PROVIDED MATERIAL =>
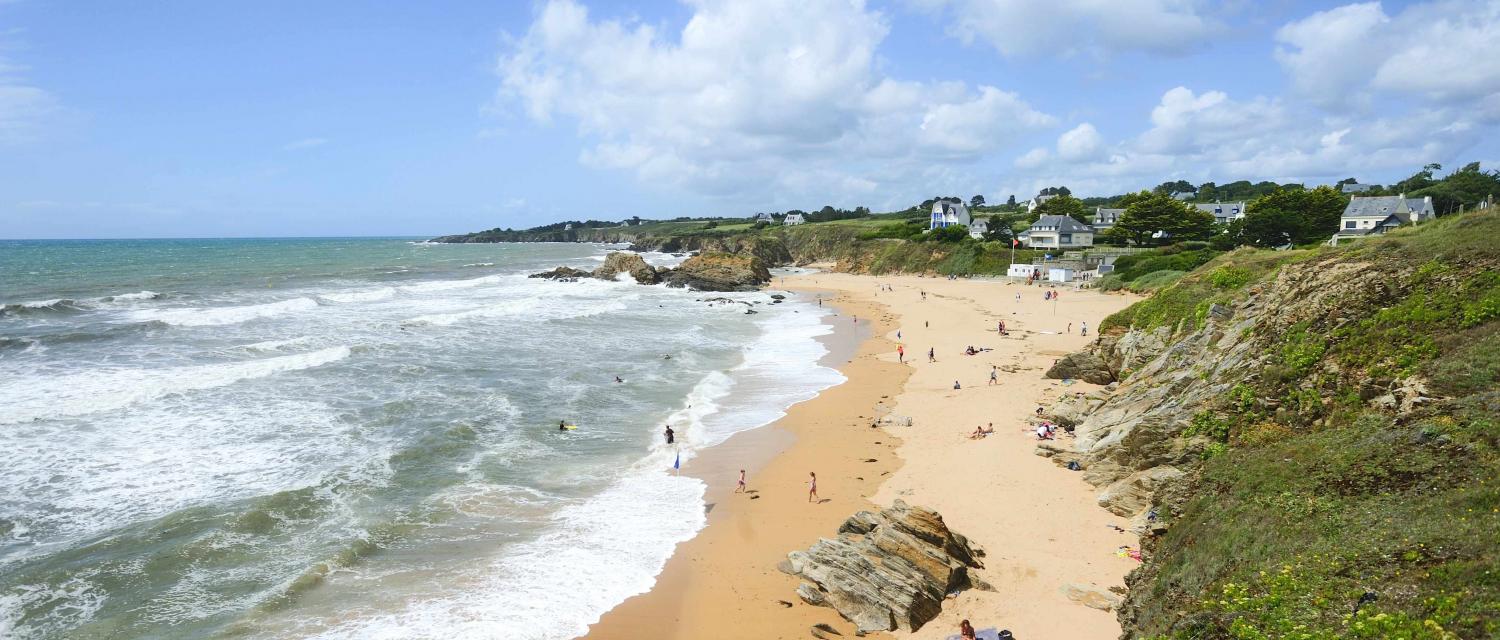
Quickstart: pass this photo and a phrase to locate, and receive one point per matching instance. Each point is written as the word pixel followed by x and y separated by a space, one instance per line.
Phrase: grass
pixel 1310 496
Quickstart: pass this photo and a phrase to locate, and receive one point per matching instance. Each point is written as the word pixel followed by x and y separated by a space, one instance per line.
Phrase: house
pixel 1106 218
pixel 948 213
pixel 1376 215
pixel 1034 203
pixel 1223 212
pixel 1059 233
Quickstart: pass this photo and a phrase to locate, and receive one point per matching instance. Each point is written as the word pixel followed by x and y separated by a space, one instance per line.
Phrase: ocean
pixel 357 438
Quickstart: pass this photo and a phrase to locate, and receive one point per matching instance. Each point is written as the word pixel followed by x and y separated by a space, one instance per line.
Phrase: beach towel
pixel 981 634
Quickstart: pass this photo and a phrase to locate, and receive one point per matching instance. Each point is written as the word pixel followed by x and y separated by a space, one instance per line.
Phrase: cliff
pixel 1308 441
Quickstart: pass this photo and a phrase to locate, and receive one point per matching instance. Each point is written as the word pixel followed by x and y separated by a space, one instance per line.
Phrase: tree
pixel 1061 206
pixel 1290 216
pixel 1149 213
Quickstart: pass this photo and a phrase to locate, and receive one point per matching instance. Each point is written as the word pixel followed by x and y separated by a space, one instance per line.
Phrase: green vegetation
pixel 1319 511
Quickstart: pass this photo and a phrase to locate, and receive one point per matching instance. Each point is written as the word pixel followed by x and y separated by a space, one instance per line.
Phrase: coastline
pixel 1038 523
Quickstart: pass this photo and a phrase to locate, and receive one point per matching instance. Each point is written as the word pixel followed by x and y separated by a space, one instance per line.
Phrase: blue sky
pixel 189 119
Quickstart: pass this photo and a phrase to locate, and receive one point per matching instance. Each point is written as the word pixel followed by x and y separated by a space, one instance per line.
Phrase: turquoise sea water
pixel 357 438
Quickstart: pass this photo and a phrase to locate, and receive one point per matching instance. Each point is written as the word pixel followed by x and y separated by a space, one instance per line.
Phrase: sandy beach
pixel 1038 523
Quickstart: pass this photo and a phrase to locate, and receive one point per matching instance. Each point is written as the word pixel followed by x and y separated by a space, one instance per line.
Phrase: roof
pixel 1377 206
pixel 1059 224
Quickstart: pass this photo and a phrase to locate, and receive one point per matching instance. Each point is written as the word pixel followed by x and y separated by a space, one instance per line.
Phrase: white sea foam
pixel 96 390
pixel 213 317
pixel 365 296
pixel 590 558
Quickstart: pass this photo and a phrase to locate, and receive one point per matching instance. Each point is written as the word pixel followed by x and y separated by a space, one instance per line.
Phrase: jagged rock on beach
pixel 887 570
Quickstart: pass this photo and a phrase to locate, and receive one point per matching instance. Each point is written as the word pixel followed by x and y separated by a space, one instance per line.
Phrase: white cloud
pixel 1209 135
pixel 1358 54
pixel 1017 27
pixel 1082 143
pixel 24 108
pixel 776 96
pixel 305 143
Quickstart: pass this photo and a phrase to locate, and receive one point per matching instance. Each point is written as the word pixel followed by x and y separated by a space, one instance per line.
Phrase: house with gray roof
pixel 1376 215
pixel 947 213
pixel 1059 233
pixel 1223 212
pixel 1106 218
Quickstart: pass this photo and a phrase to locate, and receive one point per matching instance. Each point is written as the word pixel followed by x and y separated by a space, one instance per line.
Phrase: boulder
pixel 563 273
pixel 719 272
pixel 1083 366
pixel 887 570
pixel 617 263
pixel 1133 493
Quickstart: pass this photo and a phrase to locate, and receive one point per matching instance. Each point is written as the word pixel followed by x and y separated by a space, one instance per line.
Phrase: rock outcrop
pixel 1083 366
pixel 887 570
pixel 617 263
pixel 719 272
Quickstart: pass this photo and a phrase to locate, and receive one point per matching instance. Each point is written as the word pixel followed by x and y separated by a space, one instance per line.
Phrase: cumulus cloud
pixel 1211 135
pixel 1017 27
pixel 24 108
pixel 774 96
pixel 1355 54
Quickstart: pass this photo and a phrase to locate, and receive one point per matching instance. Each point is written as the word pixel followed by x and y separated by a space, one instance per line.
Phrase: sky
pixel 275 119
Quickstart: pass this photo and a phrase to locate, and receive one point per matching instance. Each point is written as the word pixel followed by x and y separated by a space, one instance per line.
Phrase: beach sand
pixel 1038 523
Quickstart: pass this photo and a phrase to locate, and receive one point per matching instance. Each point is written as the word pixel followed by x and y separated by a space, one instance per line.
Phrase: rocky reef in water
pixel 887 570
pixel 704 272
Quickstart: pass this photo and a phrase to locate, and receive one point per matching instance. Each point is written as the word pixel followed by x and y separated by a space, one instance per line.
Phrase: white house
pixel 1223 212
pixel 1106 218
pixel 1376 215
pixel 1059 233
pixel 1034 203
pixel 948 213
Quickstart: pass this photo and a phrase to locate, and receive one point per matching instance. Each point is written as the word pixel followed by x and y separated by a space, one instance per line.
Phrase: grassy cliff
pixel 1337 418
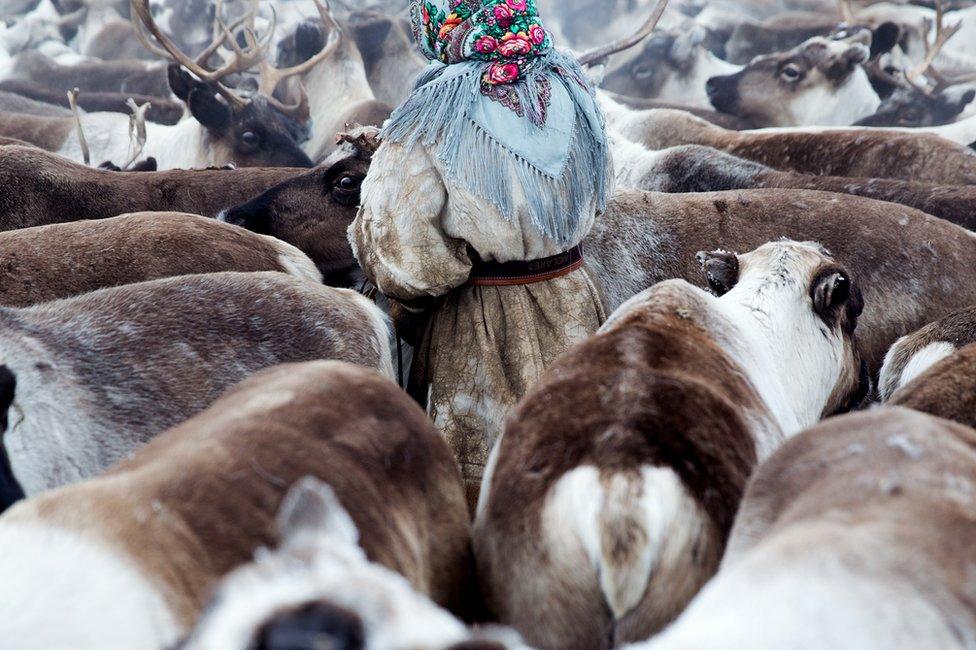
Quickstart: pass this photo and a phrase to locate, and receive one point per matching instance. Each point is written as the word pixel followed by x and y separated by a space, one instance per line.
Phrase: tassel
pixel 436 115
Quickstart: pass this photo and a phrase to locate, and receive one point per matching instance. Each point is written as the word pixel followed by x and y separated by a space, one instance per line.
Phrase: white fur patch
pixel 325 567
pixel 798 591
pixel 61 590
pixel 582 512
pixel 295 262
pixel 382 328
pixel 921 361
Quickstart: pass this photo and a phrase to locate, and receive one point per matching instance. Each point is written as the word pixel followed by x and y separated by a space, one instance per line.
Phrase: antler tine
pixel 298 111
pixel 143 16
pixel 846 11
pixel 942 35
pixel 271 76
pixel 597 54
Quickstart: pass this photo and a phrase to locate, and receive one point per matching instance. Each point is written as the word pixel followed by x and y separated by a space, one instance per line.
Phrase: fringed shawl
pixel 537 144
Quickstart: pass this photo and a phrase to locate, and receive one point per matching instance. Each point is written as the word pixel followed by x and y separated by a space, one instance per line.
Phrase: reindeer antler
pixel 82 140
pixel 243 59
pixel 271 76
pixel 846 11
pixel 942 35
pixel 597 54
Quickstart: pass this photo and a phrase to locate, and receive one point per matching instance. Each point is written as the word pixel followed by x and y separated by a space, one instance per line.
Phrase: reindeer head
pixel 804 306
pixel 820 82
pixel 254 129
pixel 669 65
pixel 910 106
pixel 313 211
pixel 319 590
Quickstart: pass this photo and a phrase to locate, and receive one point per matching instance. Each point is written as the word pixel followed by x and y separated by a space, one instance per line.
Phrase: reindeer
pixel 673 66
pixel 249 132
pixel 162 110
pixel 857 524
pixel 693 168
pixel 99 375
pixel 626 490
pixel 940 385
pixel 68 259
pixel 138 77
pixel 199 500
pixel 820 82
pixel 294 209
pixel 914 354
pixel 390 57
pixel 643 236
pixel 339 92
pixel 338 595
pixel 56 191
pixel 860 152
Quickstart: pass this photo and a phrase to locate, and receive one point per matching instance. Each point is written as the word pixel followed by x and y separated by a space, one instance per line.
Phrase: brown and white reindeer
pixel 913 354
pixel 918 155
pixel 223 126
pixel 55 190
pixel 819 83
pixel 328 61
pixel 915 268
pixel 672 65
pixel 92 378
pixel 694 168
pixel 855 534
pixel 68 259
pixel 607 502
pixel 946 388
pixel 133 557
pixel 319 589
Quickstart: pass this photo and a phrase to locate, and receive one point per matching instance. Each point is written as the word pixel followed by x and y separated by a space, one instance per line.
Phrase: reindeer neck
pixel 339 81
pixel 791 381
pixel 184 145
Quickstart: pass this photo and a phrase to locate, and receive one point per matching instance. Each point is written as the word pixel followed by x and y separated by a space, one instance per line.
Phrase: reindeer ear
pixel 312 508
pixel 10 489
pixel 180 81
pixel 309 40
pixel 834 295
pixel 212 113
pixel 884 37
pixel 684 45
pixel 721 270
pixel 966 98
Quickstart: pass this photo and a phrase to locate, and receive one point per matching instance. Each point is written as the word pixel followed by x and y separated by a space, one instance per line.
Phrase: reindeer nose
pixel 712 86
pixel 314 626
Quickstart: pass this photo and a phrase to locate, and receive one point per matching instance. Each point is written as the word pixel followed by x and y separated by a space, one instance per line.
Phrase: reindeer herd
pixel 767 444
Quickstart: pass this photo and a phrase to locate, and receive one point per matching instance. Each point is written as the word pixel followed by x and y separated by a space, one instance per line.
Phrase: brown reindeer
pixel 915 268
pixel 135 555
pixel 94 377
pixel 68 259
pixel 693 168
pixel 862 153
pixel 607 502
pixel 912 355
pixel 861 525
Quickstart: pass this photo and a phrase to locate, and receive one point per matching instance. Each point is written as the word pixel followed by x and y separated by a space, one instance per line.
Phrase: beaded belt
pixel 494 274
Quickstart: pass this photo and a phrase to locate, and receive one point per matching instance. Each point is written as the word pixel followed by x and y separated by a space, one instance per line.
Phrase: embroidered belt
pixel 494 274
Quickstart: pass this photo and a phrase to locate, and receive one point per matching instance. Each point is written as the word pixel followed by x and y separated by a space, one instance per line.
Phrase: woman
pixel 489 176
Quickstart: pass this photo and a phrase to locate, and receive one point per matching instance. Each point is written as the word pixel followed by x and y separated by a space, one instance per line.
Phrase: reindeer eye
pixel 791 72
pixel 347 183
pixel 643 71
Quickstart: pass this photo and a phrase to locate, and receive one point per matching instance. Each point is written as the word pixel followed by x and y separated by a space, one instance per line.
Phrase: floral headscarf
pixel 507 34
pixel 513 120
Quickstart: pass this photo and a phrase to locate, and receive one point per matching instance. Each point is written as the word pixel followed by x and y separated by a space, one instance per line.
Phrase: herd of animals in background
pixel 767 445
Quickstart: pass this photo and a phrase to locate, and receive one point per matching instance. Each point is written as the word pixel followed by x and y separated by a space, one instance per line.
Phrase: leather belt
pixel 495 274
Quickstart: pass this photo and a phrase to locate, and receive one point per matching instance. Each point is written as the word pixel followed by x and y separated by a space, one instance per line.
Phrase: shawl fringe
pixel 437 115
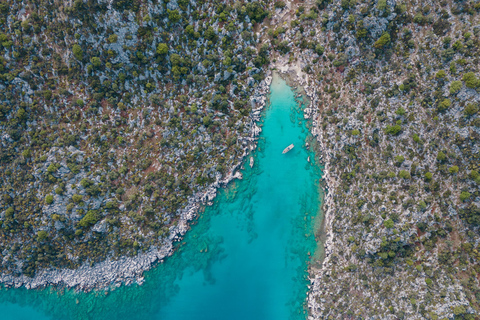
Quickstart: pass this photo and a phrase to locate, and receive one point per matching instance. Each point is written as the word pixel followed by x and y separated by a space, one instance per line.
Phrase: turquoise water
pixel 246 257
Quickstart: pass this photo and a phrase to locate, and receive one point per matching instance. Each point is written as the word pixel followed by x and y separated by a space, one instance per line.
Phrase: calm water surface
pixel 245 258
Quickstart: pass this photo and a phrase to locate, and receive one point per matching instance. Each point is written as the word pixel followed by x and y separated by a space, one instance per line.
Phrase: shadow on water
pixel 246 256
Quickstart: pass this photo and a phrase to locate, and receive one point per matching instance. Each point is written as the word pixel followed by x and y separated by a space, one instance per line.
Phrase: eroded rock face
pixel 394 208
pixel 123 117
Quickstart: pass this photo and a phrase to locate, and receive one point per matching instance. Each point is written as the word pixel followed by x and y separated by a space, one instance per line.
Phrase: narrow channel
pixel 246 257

PROBLEM STATEMENT => Copy out word for word the rows from the very beginning up to and including the line that contains "pixel 1310 496". Leave the pictures out of your answer.

ANSWER IN FULL =>
Quickstart: pass this photo and a phrase to locate, and receive one point per matching instance. Each point is written as the word pixel followed by x and y separated by a space, one instance per line.
Phrase: grass
pixel 1310 496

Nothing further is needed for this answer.